原文节选:
↓

每日一题(86) - 计算两个字符串的最长公共子序列(LCS)

题目来自网上

题目：求解两个字符串的最长公共子序列

举例：

strA = "ABCBDAB"

strB = "BDCABA"

字符串strA和strB的LCS为4.

思路：DP

代码

#include <iostream>
#include <assert.h>
#include <string>
using namespace std;

/*
f[i][j]:表示字符串strA[0~i]和字符串strB[0~j]最长公共子序列的长度

f[i][j]	= f[i - 1][j - 1] + 1;          strA[i] = strB[j]
		= max{f[i][j - 1],f[i - 1][j]}; strA[i] != strB[j]

边界条件
f[0][j] = 0;
f[i][0] = 0;
*/

int LCS(char* pStrA,char* pStrB)
{
	assert(pStrA != NULL && pStrB != NULL);
	int f[20][20];
	int nLenA = strlen(pStrA);
	int nLenB = strlen(pStrB);
	for (int i = 0;i < nLenA;i++)
	{
		f[i][0] = 0;
	}
	for (int j = 0;j < nLenB;j++)

↑

已知信息:
↓

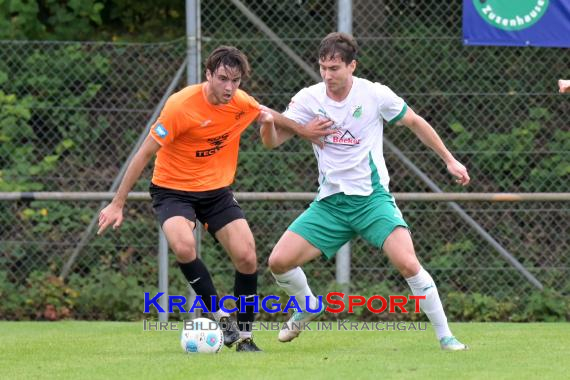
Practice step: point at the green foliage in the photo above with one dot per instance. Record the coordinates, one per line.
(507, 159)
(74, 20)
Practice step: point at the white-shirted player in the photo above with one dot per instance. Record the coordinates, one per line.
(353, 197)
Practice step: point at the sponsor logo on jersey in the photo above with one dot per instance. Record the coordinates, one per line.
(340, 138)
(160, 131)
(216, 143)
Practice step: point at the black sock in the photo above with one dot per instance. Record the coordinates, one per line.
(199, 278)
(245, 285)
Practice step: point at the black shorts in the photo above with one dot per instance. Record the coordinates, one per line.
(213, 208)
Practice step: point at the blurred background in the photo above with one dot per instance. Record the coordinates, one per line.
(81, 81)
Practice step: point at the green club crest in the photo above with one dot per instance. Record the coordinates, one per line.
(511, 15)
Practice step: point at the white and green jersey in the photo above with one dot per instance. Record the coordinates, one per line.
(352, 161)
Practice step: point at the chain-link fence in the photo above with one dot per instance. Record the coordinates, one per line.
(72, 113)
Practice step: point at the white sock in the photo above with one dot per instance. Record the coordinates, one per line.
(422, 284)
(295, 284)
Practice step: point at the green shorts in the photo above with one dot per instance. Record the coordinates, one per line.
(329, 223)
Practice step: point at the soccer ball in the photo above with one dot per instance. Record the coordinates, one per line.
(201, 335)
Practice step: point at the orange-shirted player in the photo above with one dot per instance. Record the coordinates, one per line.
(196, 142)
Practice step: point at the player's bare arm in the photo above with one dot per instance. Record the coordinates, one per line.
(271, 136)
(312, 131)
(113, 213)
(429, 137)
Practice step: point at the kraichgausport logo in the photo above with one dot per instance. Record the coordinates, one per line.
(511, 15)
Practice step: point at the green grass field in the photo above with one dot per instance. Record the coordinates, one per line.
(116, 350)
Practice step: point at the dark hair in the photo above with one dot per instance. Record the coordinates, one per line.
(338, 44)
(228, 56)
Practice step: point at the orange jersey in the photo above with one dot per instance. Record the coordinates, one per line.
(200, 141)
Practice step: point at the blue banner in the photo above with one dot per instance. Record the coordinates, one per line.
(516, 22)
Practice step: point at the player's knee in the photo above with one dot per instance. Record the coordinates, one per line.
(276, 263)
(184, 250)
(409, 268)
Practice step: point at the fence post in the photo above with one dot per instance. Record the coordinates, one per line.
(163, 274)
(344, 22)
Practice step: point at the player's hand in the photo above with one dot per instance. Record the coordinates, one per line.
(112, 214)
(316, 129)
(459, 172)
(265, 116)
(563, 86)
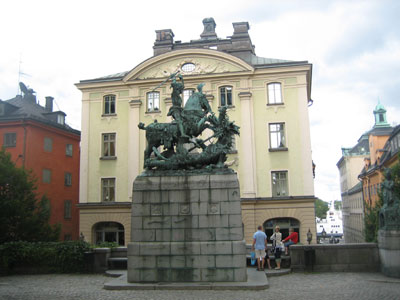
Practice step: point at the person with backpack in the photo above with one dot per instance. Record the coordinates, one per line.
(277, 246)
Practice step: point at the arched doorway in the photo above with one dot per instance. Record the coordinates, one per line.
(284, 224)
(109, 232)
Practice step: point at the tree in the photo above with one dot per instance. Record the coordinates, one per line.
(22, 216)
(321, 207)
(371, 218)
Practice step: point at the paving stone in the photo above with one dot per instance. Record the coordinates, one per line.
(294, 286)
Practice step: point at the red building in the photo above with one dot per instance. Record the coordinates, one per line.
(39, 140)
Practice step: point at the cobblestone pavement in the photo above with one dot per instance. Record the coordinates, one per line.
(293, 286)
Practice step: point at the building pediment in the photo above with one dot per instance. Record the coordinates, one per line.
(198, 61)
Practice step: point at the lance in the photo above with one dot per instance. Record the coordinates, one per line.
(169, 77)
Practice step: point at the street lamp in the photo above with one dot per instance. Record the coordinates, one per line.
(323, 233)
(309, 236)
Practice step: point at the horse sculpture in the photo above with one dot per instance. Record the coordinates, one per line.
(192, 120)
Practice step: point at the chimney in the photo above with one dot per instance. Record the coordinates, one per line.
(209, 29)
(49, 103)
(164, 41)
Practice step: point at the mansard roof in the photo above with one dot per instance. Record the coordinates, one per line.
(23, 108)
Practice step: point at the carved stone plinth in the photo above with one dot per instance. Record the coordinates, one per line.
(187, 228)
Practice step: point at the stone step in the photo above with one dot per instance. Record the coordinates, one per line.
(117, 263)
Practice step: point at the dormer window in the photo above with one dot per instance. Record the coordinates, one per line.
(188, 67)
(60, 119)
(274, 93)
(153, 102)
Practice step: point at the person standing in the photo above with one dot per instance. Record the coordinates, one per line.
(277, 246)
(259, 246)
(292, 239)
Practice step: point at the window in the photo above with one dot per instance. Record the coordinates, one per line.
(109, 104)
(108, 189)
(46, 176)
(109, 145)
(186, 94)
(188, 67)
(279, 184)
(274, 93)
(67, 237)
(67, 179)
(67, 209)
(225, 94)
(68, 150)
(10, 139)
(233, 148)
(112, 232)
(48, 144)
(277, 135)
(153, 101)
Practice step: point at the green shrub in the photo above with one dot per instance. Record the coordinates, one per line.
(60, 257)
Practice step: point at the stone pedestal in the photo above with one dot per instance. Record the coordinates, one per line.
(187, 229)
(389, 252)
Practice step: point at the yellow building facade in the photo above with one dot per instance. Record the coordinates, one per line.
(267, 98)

↑
↓

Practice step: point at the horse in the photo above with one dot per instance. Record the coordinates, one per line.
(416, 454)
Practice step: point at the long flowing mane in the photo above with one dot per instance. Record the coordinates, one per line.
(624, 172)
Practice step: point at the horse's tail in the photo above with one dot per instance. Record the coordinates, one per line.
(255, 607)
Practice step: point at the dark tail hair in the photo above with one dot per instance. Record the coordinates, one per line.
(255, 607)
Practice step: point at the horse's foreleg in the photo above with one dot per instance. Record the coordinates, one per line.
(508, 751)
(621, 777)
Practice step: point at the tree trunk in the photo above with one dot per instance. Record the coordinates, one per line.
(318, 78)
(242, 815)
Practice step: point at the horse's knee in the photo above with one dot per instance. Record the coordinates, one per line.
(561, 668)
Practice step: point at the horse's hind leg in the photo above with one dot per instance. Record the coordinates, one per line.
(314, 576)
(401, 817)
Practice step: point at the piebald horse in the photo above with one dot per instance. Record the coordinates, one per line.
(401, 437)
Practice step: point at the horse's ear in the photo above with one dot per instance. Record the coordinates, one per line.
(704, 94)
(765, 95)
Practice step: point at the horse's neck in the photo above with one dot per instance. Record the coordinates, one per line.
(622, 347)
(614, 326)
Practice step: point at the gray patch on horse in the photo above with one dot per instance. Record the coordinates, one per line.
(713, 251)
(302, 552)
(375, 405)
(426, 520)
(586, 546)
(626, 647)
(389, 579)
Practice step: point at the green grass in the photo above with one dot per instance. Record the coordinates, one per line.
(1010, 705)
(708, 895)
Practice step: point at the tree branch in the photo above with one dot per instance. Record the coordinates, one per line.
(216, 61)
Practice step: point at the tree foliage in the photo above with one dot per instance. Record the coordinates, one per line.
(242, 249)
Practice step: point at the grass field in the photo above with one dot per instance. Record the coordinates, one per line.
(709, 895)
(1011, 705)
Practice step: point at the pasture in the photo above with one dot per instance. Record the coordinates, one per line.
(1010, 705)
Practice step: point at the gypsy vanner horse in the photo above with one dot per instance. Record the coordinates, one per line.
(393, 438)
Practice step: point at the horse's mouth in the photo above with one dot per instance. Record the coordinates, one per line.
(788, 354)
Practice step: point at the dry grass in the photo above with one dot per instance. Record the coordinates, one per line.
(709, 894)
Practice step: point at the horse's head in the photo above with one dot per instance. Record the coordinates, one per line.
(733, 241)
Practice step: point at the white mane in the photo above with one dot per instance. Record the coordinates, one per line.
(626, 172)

↑
↓

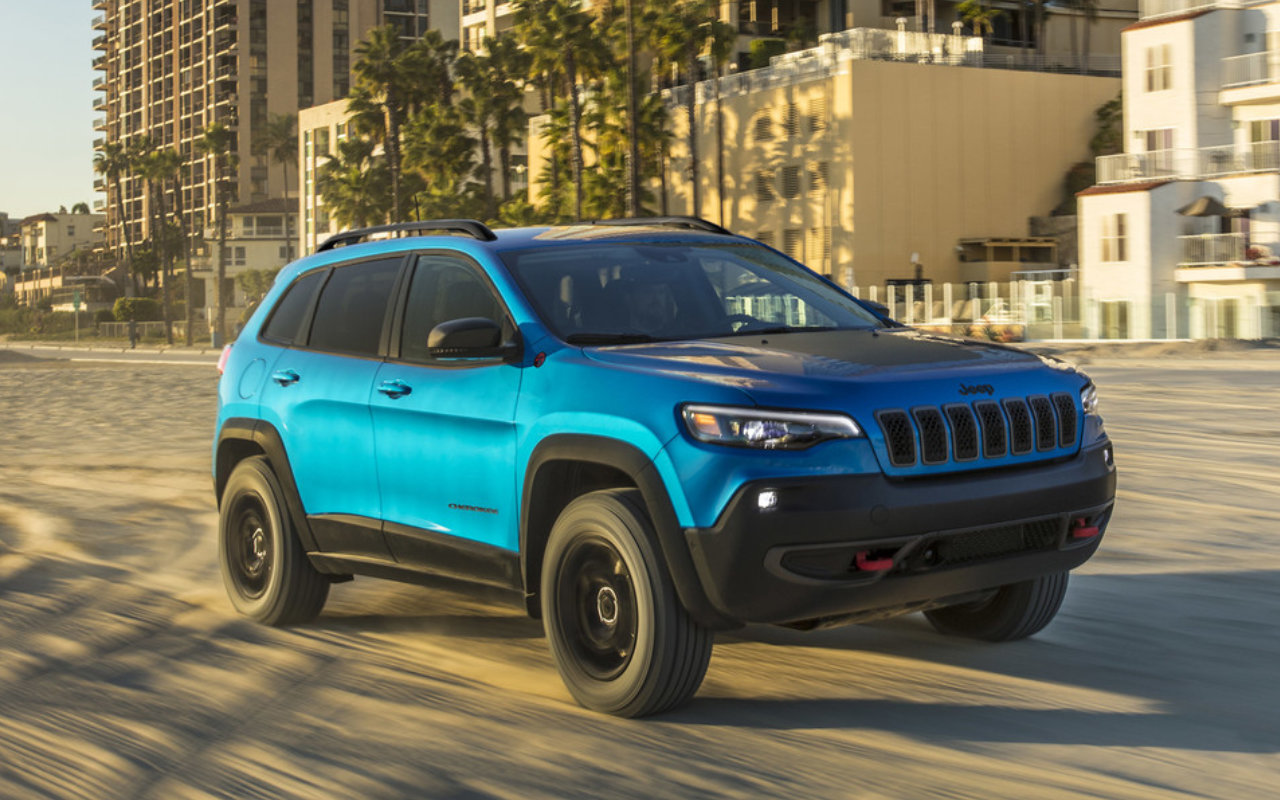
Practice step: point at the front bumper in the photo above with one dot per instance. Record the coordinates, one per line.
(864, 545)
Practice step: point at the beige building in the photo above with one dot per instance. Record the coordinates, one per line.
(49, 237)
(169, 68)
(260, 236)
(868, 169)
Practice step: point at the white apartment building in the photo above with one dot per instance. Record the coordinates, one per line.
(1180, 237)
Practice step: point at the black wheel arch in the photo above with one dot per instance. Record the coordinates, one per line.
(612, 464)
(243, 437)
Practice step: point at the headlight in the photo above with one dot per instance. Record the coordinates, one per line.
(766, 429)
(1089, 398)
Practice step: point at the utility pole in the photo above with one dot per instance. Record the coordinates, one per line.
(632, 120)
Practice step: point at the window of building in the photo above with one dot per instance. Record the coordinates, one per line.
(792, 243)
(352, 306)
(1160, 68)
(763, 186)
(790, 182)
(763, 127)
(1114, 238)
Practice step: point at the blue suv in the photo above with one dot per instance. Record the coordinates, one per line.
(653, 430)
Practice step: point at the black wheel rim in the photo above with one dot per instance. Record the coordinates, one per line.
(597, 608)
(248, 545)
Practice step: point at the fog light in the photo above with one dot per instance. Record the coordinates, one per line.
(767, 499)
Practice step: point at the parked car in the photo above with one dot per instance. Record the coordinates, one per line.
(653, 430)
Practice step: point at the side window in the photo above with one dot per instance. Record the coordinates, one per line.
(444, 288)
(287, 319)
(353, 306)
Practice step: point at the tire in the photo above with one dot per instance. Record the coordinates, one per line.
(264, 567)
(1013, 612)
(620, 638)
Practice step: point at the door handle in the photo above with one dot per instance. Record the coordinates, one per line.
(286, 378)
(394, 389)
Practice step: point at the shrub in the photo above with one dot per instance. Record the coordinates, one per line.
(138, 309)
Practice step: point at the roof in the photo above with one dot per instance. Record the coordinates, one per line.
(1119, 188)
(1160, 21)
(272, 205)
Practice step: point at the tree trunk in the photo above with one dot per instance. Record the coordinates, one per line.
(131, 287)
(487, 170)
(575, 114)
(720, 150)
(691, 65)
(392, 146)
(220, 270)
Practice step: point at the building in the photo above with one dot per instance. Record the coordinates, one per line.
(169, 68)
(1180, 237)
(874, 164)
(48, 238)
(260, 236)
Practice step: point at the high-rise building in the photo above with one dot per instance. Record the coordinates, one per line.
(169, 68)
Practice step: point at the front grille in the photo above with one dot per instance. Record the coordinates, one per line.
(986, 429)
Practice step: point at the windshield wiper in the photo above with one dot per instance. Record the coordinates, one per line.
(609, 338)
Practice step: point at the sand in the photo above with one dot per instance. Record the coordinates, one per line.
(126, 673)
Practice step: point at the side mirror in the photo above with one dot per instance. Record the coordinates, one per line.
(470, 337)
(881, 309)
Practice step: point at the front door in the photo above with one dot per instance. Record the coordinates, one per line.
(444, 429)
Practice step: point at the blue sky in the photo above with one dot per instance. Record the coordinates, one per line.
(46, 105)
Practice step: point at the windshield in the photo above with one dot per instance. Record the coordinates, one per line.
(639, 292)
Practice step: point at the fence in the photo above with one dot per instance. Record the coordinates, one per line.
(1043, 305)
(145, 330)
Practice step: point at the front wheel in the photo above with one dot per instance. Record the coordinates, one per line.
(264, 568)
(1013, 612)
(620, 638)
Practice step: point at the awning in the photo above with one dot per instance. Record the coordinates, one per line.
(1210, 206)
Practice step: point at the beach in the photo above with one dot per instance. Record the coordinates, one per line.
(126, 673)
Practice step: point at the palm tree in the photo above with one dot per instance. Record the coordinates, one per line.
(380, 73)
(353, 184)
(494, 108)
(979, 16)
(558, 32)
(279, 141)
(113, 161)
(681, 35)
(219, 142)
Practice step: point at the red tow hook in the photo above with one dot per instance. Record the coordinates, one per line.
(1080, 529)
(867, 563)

↑

任务要求: 将上文讲最长公共子序列的原文中从“int LCS(char* pStrA,char*”开始、到“0;j < nLenB;j++)”结束的部分原样照抄出来，一字不改。

结果:
int LCS(char* pStrA,char* pStrB)
{
	assert(pStrA != NULL && pStrB != NULL);
	int f[20][20];
	int nLenA = strlen(pStrA);
	int nLenB = strlen(pStrB);
	for (int i = 0;i < nLenA;i++)
	{
		f[i][0] = 0;
	}
	for (int j = 0;j < nLenB;j++)